## Aim of the exercise
Where the line containing "of the stacked" appears in the records below, begin there and write out each line exactly until the last one, and nothing more.

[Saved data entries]
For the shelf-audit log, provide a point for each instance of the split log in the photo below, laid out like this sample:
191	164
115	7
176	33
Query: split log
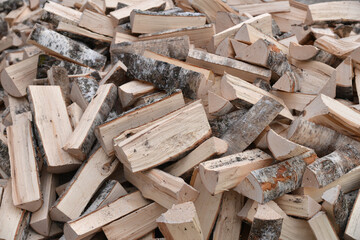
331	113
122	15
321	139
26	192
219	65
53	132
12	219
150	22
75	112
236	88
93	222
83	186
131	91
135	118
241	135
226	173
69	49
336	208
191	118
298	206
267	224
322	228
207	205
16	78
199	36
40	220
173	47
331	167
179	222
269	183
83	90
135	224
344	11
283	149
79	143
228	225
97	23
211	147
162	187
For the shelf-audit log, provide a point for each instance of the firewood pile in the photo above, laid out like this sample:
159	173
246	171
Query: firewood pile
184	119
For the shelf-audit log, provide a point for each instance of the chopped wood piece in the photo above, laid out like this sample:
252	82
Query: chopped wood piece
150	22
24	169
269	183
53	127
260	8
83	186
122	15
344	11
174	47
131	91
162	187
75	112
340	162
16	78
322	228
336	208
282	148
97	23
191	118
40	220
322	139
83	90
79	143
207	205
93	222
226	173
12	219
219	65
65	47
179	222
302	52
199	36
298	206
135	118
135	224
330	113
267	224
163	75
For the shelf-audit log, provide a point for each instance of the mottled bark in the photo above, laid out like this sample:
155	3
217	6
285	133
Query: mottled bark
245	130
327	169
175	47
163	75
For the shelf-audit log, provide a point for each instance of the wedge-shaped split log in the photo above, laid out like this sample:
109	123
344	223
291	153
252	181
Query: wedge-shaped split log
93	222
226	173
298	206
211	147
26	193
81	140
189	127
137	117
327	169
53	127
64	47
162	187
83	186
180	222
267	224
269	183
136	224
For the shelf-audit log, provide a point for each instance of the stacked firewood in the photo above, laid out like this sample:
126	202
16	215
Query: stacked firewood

## Response area
For the shelf-audit log, provide a point for each instance of the stacked firewood in the photo above, laid out like this sample:
126	202
16	215
Query: stacked firewood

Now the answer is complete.